• _WHAT YOU HAVE TO DO_: All entries should be output exactly as they stand.

• _INPUT RECORDS_:
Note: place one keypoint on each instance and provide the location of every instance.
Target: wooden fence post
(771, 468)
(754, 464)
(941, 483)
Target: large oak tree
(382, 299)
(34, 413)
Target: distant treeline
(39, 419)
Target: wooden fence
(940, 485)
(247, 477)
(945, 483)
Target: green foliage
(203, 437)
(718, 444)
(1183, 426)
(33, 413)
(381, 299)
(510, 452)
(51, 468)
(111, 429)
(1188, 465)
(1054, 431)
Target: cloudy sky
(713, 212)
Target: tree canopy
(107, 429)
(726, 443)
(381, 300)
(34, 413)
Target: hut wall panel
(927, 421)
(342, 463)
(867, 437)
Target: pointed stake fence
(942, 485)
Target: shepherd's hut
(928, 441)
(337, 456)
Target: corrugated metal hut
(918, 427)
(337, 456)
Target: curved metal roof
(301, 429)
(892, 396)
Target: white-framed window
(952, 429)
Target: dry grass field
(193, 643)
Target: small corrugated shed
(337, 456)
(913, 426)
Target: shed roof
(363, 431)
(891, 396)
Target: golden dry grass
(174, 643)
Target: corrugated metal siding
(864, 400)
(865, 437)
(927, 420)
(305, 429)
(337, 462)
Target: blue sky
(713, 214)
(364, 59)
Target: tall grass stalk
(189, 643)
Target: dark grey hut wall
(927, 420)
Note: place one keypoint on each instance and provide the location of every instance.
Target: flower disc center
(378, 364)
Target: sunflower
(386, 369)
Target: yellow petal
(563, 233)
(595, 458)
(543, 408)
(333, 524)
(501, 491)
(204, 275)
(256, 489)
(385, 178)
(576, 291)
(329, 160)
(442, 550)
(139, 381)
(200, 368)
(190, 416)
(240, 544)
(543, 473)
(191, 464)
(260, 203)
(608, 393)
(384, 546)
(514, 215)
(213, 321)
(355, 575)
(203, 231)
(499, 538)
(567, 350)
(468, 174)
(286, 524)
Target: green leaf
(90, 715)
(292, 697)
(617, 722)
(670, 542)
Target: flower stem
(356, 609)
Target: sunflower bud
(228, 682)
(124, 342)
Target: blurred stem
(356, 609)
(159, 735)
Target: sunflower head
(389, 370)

• _FINAL ANSWER_:
Note: place one keypoint on each instance and provide the location of every instance.
Target: wooden fence post
(771, 468)
(754, 464)
(941, 483)
Target: large oak tree
(382, 299)
(34, 413)
Target: distant treeline
(39, 419)
Target: wooden fence
(940, 485)
(247, 477)
(945, 483)
Target: green foliage
(203, 437)
(718, 444)
(1183, 426)
(33, 413)
(381, 299)
(510, 452)
(51, 468)
(111, 429)
(1188, 465)
(1054, 431)
Target: cloudy sky
(713, 212)
Target: tree canopy
(107, 429)
(726, 443)
(381, 300)
(34, 413)
Target: hut wall panel
(927, 421)
(342, 463)
(867, 437)
Target: pointed stake fence
(942, 485)
Target: shepherd's hut
(928, 441)
(337, 456)
Target: corrugated metal hut
(918, 427)
(337, 456)
Target: curved metal roof
(301, 429)
(892, 396)
Target: white-framed window
(952, 429)
Target: dry grass field
(193, 643)
Target: small corrugated shed
(337, 456)
(913, 426)
Target: shed roof
(363, 431)
(891, 396)
Target: golden dry grass
(174, 643)
Target: corrugated metal siding
(864, 400)
(865, 437)
(927, 420)
(305, 429)
(337, 462)
Target: blue sky
(713, 214)
(364, 59)
Target: tall grass stalk
(189, 643)
Target: dark grey hut wall
(927, 420)
Note: place one keypoint on each instance and provide the location of every instance.
Target: flower disc center
(378, 364)
Target: sunflower
(386, 369)
Target: yellow petal
(563, 233)
(595, 458)
(543, 408)
(333, 524)
(501, 491)
(204, 275)
(256, 489)
(385, 178)
(576, 291)
(329, 160)
(442, 550)
(139, 381)
(200, 368)
(190, 416)
(240, 544)
(543, 473)
(191, 464)
(260, 203)
(608, 393)
(384, 546)
(514, 215)
(213, 321)
(355, 575)
(203, 231)
(499, 538)
(567, 350)
(468, 174)
(286, 524)
Target: green leaf
(90, 715)
(292, 697)
(617, 722)
(670, 542)
Target: flower stem
(356, 609)
Target: sunflower bud
(228, 682)
(124, 342)
Target: blurred stem
(356, 609)
(159, 735)
Target: sunflower head
(389, 370)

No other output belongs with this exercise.